What you will do >> With the pictures left out, repeat every entry that follows exactly.

[[ Task input, beginning ]]

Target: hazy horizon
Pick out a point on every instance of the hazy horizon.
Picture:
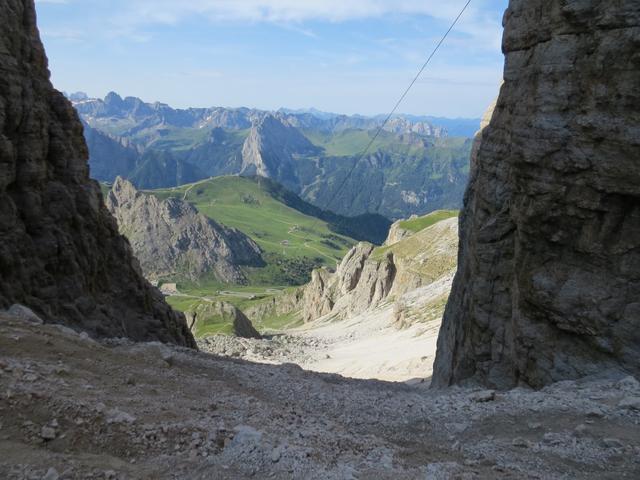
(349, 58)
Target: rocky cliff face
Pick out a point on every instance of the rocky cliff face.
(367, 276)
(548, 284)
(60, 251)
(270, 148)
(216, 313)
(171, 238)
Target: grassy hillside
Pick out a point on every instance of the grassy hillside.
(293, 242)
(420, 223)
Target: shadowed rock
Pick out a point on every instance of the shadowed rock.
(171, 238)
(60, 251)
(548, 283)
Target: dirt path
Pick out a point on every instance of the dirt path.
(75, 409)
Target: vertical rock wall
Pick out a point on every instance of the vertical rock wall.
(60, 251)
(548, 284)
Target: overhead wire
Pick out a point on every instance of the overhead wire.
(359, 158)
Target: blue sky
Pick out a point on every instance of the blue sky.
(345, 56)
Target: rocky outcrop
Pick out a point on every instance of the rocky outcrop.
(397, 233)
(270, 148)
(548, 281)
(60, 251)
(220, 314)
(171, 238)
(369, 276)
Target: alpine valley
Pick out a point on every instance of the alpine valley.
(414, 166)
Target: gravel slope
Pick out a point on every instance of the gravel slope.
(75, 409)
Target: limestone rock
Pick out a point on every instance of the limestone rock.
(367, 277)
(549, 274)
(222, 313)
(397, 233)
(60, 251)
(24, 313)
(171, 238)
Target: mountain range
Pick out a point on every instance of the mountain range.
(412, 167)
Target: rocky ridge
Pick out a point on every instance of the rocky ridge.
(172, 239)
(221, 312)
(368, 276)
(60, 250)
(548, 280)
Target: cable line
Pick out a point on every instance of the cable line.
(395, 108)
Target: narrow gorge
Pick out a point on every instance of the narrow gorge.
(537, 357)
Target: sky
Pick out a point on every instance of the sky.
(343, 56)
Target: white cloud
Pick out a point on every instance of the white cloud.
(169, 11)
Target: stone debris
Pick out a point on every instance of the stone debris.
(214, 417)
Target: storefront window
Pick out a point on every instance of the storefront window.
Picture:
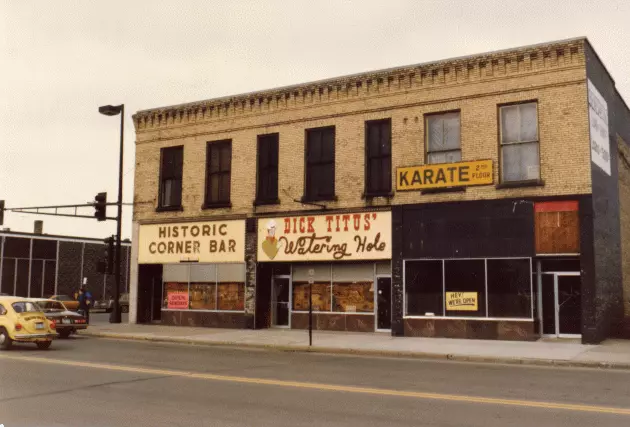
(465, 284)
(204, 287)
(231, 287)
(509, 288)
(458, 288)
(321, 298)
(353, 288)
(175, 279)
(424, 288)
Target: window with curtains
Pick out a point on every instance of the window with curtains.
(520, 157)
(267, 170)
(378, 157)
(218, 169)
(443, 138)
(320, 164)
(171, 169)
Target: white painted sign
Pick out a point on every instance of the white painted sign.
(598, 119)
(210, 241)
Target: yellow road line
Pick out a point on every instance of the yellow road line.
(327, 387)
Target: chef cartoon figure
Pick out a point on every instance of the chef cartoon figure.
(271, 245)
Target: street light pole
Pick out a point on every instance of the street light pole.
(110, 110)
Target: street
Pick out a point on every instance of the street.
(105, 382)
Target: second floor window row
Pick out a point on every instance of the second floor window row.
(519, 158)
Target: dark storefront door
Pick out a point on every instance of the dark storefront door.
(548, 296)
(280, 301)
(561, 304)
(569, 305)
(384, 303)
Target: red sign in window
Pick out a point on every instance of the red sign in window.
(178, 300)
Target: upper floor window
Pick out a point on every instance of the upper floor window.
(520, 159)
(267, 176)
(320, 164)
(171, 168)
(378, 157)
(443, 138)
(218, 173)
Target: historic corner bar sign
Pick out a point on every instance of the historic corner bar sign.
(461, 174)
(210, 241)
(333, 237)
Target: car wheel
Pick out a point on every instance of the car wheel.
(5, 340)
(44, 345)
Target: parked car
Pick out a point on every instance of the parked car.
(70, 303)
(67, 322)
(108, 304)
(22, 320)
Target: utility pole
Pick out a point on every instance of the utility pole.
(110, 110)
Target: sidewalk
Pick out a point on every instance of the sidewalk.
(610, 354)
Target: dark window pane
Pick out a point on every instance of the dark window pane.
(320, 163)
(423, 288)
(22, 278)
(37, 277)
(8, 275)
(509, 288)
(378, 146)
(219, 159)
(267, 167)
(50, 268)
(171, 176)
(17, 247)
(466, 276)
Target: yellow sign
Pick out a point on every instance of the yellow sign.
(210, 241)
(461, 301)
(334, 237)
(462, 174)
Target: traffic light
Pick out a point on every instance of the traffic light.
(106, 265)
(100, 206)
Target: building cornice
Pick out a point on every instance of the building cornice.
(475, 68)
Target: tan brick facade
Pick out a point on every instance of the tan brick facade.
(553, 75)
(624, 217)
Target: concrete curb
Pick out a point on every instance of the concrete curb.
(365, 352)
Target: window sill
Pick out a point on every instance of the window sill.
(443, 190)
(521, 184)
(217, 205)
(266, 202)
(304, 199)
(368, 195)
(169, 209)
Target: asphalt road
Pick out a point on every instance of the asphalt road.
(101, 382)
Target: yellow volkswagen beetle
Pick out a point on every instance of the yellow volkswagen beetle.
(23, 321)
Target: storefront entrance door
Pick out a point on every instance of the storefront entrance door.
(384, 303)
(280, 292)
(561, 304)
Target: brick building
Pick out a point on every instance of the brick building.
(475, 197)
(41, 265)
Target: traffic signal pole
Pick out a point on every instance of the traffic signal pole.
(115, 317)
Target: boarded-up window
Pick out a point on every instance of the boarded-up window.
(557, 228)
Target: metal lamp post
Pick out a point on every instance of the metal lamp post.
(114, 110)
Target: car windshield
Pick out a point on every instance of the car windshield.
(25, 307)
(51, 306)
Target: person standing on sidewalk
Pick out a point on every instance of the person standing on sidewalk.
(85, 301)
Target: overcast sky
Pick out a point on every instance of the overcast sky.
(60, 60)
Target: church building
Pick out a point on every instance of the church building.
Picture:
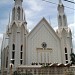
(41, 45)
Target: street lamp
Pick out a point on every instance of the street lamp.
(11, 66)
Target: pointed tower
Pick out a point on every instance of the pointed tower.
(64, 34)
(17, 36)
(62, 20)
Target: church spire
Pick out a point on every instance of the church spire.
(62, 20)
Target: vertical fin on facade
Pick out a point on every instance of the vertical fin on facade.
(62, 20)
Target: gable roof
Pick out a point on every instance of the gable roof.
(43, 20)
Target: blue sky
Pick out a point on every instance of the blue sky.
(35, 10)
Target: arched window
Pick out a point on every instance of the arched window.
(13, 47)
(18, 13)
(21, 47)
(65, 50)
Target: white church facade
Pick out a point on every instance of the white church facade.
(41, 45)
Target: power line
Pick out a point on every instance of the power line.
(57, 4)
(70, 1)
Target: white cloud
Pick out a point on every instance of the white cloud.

[[ Task input, end ]]

Final answer >>
Target: hazy horizon
Pick out a point on every instance of the hazy horizon.
Picture:
(349, 58)
Target: rocky cliff face
Pick out a point on every instance of the rocky cliff face.
(367, 276)
(548, 284)
(60, 251)
(270, 148)
(216, 313)
(171, 238)
Target: grassy hillside
Pick out a point on every instance of the grassy hillside.
(293, 242)
(420, 223)
Target: shadowed rock
Pick out a point on every instance of the shadowed rock.
(171, 238)
(60, 251)
(548, 283)
Target: dirt path
Pick out a point on every instance of the dirt path.
(75, 409)
Target: vertical rock wall
Pick out a point on every instance of the vertical rock wall.
(60, 251)
(548, 284)
Target: overhead wire
Pick out a point on every instance of the overhead wire.
(359, 158)
Target: blue sky
Pick out a point on every instance of the blue sky.
(345, 56)
Target: rocky outcrop
Pick out a point on every instance of the rocky outcrop.
(397, 233)
(270, 148)
(548, 281)
(60, 251)
(220, 314)
(171, 238)
(369, 276)
Target: alpine valley
Pick out a point on every instance of the alpine valley.
(414, 166)
Target: gravel slope
Pick out a point on every instance of the gravel slope.
(75, 409)
Target: limestone rock
Pick out a point on every instance of the limestone rock.
(367, 277)
(549, 274)
(222, 313)
(397, 233)
(60, 251)
(24, 313)
(171, 238)
Target: mountain range
Pick out a point on every instance of the mountain range.
(412, 167)
Target: rocky ridge
Pick out a point on every instance of the rocky ridge.
(172, 239)
(221, 312)
(368, 276)
(60, 250)
(548, 280)
Target: cable line
Pick out a point on every instance of the cable line.
(395, 108)
Target: narrow gorge
Pick out a point on every instance of the narrow gorge.
(537, 357)
Target: sky
Pick out a point on every instance of the sky.
(343, 56)
Target: white cloud
Pick out a point on every instance of the white cloud.
(169, 11)
Target: stone debris
Pick out a point on every instance of the stone debris.
(214, 417)
Target: storefront window
Pick out a point on every instance of the storefront window.
Picture:
(465, 284)
(204, 287)
(231, 287)
(509, 288)
(458, 288)
(321, 298)
(353, 288)
(175, 279)
(424, 288)
Target: window with curtains
Pick out a point on every instance of the window with curtains.
(520, 157)
(267, 170)
(378, 157)
(218, 169)
(443, 138)
(320, 164)
(171, 169)
Target: white painted sign
Pick out a point on every instance of the white painted sign.
(598, 119)
(210, 241)
Target: yellow road line
Pick out a point on every instance of the yellow road line.
(327, 387)
Target: chef cartoon figure
Pick out a point on every instance of the chef cartoon figure.
(271, 245)
Target: street light pole
Pick out a point on every instance of the street light pole.
(110, 110)
Target: street
Pick out a point on every instance of the street.
(105, 382)
Target: second floor window row
Pick out a point on every instance of the second floor window row.
(519, 158)
Target: dark storefront door
Pick out a point on every instance of the dark storefront door.
(548, 296)
(280, 301)
(561, 304)
(569, 305)
(384, 303)
Target: red sign in window
Pick out a point on every instance of the red sign in window.
(178, 300)
Target: upper floor window
Pick out a point on every instance of the upper floor window.
(520, 159)
(267, 176)
(320, 164)
(171, 168)
(378, 157)
(443, 138)
(218, 173)
Target: historic corner bar sign
Pick out a point on every instance of the historic corner bar sign.
(461, 174)
(210, 241)
(333, 237)
Target: car wheel
Pick out a point on every instance of the car wheel.
(5, 340)
(44, 345)
Target: parked car
Pick out a point on every instance of the parked car.
(70, 303)
(67, 322)
(108, 304)
(22, 320)
Target: utility pole
Pick out a point on every instance of the utility pole.
(110, 110)
Target: sidewalk
Pick out a point on every instance of the sidewalk.
(610, 354)
Target: dark window pane
Pick out a point on every instance of the dark window pane.
(320, 163)
(423, 288)
(22, 278)
(37, 277)
(8, 275)
(509, 288)
(378, 146)
(219, 159)
(267, 167)
(50, 268)
(171, 176)
(17, 247)
(466, 276)
Target: yellow sign
Pick out a point on every instance of the yellow sign.
(210, 241)
(461, 301)
(334, 237)
(462, 174)
Target: traffic light
Pick out a point on every instance of the traffic light.
(106, 265)
(100, 206)
Target: building cornice
Pick out a point on every instance of the building cornice.
(475, 68)
Target: tan brick facade
Pick out a point on every instance of the tan brick facade.
(553, 75)
(624, 217)
Target: concrete curb
Pick out a point on every instance of the concrete curb.
(365, 352)
Target: window sill
Pick out a point on every instance of the window sill.
(443, 190)
(521, 184)
(217, 205)
(266, 202)
(304, 199)
(368, 195)
(169, 209)
Target: asphalt road
Pick out a point on every instance of the asphalt road.
(101, 382)
Target: yellow volkswagen beetle
Pick out a point on every instance of the yellow volkswagen beetle.
(23, 321)
Target: storefront entrance door
Pick out a point on every instance of the storefront entrance door.
(384, 303)
(280, 292)
(561, 304)
Target: brick building
Pick out a point on every instance of the brick building.
(475, 197)
(41, 265)
Target: traffic signal pole
Pick out a point on every instance of the traffic signal pole.
(115, 317)
Target: boarded-up window
Pick out a point on every instance of the boarded-up window.
(557, 228)
Target: metal lamp post
Pick out a point on every instance of the metal lamp post.
(114, 110)
Target: car windshield
Pick out a point on every instance of the car windshield.
(25, 307)
(51, 306)
Target: person standing on sidewalk
Pick out a point on every instance of the person standing on sidewalk.
(85, 301)
Target: overcast sky
Pick out a point on every instance of the overcast sky.
(60, 60)
Target: church building
Pick out a point on every instance of the church building.
Picture:
(41, 45)
Target: street lamp
Pick out a point on every instance of the street lamp.
(11, 66)
Target: pointed tower
Pick out a point on every instance of the pointed tower.
(64, 34)
(17, 36)
(62, 20)
Target: church spire
Pick out a point on every instance of the church spire.
(62, 20)
Target: vertical fin on facade
Pick out a point on every instance of the vertical fin on facade.
(62, 20)
Target: gable roof
Pick out a point on every instance of the gable roof.
(43, 20)
Target: blue sky
Pick out a point on every instance of the blue sky.
(35, 10)
Target: arched window
Pick out a point on every instance of the arched window.
(13, 47)
(18, 13)
(21, 47)
(65, 50)
Target: white church facade
Pick out a point on every instance of the white church facade.
(41, 45)
Target: power line
Pick out a point on every instance of the power line.
(57, 4)
(70, 1)
Target: white cloud
Pick out a point on every instance of the white cloud.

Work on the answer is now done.